Data supplied start

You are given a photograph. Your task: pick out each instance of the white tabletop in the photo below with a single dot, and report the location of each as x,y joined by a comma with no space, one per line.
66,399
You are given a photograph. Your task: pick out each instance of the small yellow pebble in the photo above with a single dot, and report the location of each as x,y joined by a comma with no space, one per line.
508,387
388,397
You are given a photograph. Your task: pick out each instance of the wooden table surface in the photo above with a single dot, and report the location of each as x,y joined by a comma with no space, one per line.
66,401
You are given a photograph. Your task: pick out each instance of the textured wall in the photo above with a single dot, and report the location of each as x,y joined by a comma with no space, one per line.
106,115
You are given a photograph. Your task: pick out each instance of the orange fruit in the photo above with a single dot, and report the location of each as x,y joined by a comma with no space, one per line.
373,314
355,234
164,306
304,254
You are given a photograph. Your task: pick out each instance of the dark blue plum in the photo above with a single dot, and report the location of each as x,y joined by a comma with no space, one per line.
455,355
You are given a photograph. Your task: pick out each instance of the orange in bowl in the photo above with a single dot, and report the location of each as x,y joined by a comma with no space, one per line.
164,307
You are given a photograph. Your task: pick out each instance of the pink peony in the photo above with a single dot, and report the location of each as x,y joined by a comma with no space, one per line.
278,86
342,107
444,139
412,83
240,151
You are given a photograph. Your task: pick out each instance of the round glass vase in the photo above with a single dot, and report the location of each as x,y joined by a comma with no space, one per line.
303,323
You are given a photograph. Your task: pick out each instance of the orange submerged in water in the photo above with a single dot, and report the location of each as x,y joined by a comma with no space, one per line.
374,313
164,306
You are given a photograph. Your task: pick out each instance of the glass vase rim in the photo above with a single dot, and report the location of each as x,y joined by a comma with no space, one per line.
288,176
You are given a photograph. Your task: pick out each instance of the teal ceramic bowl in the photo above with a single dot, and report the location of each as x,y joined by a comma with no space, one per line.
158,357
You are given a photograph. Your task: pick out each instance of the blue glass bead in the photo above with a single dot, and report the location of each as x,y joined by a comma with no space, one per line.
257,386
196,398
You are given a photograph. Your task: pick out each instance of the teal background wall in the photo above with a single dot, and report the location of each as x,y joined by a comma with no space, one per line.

Data supplied end

- Written exercise
Change every occurrence of "single dot" to "single marker" throughout the rows above, and reproduce all the rows with nothing else altered.

- Solution for this problem
You are given a photograph. Your task: pick out each instance of the white tabletop in the photo below with a single marker, and report the location of each as x,y joined by a comma with no space, one per line.
66,399
You are given a photograph. Your task: pick out each instance of the small yellow pebble in the photo above with a single marker, and report the location of each as x,y joined by a comma with no space, one per line.
508,387
388,397
You are given a photograph. Your task: pick out each instance of the wooden table surface in the photo above with a single marker, and report the location of each as x,y joined by a comma with no space, one per line.
66,401
You are given a photograph. Your task: pick out each instance of the textured wall in the photo above with a single marker, and report the location of each as x,y joined by a comma with no space, one per line.
106,115
You are given a photograph. Your task: pick out each instance of the orange fruit in the photo above with a single marker, and report the location of each as x,y joined by a comma with no space, one per line.
373,314
355,234
164,306
304,254
You are given a photograph. Your task: pick out each instance of the dark blue plum in the photo above with a single marker, and report the location of each as x,y joined by a comma with no space, one per line.
455,355
You are given a photograph. Your task: pick out each instance of the orange in bowl in the photo above with a single marker, and report the location of each as x,y joined by a comma with no space, one per line.
164,307
You are given a photograph. Your task: pick out each instance of the pink peony in the photo above with a single marker, and report the location of each as x,y joined by a comma with no space, one per line.
278,86
342,107
444,139
412,83
240,151
You are given a photograph. Your task: pick out each instance of the round glass vase in the photo above with a single marker, and report the location of each as x,y joined by a comma with no space, one per line.
303,323
You are given a photograph. Your task: pick out each instance of the orange submerged in water in the photo above with a single marker, and report the location of each as x,y joined by a comma with no space, one per line.
374,313
164,306
You are given a photograph. Your task: pick out each instance of the glass vase rim in the photo above with a single marker, and report the location of each as x,y joined by a comma with no space, one per line.
288,176
You are given a photograph. Your task: pick out each instance of the teal ceramic bowl in the photo above with a single marker, and report the location of each as x,y joined by a comma with no space, one per line.
158,357
You are given a photograph. Your task: pick out each instance of the blue glass bead in the photo above with a single marker, and report the location of each as x,y joined by a comma with no space, one per line.
257,386
196,398
You are given a photograph. Your task: pick out each instance of the teal background wall in the photo above with a single marker, and report the location of each as x,y joined by a comma with no space, one per line.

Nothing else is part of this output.